___ MATERIAL FOR THE TASK

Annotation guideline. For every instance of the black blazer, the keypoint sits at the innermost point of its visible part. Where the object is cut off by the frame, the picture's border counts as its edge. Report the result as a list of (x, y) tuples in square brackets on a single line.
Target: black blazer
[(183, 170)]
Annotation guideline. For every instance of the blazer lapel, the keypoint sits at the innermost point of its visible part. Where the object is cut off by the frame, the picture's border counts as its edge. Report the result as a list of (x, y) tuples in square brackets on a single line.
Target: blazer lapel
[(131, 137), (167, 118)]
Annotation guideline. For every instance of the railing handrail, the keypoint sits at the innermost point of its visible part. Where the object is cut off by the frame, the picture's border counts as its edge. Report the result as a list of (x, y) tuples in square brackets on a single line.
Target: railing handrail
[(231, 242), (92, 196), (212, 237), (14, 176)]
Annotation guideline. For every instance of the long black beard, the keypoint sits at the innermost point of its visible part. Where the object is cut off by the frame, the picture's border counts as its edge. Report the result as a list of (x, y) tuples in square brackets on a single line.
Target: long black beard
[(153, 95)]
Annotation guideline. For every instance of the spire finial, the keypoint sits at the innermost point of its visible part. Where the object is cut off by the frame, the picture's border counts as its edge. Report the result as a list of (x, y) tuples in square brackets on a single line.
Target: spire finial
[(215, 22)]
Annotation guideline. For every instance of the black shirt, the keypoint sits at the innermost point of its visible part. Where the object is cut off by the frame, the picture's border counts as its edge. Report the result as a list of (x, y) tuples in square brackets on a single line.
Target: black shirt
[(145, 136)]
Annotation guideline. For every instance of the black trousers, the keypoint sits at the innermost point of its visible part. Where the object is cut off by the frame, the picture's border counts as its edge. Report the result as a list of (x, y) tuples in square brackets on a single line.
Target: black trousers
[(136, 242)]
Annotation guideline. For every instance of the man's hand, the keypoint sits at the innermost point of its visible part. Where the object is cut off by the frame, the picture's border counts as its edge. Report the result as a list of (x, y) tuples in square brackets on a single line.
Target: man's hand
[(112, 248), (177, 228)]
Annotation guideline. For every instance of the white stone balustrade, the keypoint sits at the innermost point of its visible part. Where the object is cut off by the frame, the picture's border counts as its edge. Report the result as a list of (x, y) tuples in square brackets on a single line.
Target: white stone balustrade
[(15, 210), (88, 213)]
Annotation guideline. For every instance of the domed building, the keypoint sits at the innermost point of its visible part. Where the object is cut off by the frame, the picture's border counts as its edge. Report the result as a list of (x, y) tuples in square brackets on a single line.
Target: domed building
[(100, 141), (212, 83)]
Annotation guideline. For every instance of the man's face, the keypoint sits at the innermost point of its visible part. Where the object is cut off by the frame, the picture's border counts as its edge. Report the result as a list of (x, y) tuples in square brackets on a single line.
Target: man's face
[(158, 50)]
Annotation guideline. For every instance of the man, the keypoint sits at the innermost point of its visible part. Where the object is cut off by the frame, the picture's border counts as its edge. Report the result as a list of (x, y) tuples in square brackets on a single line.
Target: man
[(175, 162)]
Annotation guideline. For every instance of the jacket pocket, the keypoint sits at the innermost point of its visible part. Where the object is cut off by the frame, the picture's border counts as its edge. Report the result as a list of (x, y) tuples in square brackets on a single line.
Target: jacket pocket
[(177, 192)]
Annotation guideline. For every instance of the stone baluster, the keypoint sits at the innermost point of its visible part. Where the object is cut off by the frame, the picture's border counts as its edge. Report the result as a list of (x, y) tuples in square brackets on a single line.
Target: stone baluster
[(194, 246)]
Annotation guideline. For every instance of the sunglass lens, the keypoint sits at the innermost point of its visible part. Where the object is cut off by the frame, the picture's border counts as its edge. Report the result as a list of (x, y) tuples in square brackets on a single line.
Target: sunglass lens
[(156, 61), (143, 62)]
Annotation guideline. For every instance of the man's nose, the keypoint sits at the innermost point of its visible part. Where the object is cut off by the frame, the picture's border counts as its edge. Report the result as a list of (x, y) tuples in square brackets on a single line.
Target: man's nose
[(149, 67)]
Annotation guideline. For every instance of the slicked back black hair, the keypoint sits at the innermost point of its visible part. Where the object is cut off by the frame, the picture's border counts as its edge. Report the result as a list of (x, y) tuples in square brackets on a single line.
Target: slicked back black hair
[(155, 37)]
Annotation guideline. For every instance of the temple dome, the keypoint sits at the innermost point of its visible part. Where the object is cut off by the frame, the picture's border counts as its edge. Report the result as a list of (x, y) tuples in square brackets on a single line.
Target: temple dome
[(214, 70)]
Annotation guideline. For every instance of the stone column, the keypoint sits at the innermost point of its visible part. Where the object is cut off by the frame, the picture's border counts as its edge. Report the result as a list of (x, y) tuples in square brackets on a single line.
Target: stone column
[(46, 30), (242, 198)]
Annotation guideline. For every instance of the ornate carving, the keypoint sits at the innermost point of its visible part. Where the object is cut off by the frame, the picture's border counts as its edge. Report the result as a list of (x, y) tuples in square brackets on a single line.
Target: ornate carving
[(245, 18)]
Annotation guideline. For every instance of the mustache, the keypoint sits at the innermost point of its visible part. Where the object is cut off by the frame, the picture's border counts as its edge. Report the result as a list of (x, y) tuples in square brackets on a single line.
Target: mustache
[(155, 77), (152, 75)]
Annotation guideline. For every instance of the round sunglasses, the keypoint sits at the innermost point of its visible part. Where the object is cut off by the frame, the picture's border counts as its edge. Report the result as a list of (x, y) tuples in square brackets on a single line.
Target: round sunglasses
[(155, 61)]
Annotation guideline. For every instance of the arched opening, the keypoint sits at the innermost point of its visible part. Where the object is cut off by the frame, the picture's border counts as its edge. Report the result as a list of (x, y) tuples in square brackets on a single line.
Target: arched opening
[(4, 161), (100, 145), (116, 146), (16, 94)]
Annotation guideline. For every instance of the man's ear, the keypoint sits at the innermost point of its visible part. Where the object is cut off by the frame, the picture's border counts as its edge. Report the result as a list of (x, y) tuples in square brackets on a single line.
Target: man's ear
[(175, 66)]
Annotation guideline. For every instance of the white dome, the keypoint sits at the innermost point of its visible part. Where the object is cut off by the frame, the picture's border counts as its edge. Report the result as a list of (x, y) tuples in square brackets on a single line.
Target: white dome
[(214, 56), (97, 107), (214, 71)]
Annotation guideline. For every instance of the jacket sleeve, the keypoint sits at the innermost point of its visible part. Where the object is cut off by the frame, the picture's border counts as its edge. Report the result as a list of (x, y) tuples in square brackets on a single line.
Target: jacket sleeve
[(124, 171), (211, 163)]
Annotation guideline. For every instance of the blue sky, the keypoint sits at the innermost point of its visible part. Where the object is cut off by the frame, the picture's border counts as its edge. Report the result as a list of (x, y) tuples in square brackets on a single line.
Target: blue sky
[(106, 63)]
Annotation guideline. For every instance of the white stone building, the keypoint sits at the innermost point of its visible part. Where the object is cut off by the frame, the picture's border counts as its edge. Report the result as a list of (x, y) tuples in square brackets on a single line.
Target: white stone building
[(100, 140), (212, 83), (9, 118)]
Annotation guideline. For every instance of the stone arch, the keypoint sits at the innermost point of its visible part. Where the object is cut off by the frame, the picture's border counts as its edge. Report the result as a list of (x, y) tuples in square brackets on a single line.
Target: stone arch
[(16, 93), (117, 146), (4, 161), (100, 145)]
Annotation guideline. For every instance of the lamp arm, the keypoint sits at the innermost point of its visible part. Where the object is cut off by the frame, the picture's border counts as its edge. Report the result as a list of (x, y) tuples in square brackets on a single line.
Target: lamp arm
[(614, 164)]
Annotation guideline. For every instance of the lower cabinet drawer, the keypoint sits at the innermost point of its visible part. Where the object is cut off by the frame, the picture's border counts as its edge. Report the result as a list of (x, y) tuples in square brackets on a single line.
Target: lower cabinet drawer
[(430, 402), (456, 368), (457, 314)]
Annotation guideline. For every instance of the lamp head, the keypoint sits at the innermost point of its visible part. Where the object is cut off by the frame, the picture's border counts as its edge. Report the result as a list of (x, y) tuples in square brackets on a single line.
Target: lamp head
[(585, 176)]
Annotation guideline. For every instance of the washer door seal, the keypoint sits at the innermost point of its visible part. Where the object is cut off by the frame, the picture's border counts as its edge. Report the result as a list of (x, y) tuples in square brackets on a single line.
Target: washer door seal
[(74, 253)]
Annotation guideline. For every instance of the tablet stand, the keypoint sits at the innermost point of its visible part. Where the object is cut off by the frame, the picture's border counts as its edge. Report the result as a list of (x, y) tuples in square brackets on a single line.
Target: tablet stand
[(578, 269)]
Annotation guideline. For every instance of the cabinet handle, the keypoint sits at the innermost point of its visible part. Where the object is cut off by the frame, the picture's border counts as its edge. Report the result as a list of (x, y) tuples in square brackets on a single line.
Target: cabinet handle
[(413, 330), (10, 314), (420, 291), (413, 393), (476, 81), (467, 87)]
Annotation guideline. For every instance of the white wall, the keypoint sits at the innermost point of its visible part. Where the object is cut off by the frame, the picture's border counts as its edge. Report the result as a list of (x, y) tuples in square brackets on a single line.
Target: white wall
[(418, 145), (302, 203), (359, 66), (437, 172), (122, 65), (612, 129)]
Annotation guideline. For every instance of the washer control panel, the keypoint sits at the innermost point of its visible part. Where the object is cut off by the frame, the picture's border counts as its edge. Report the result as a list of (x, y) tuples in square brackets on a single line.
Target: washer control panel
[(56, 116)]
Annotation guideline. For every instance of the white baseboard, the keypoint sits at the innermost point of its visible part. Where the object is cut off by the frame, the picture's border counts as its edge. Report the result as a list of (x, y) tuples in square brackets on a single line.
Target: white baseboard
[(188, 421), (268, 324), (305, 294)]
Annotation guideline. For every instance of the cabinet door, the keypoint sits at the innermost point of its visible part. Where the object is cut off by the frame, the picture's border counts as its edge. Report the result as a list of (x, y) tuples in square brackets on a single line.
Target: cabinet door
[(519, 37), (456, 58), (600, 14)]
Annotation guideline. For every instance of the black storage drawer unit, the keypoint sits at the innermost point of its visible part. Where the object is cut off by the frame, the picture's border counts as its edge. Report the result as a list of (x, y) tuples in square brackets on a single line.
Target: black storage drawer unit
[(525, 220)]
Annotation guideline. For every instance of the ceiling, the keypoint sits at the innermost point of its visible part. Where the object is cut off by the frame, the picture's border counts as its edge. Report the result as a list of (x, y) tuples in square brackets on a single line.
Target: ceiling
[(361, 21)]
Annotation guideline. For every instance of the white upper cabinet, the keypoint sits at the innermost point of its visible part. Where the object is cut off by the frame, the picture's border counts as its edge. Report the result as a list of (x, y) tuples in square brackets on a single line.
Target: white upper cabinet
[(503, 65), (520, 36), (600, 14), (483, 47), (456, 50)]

______

▶ **PROBLEM TO SOLVE**
Retype only this range exactly: the first line of the data through the line where "Annotation guideline. For every instance of the railing" appears.

▶ **ANSWER TO THIS TASK**
Annotation guideline. For every instance of the black blazer, the keypoint sits at the innermost point of its visible part. Where the object is cut off by the frame, the picture's border counts as its edge. Report the result as a list of (x, y) tuples in square brackets on a single line.
Target: black blazer
[(183, 170)]
Annotation guideline. For every instance of the blazer lapel, the keypoint sits at the innermost point of its visible part. Where the object is cut off by the frame, the picture's border counts as its edge. Report the result as a list of (x, y) tuples in square brackets on a single line.
Target: blazer lapel
[(131, 137), (167, 118)]
Annotation guideline. For every instance of the railing handrail, the keypoint sits at the innermost point of its visible part. Where the object is cut off by the frame, the picture's border counts as its edge. Report the result as a list of (x, y) tuples in square brackets on a single line.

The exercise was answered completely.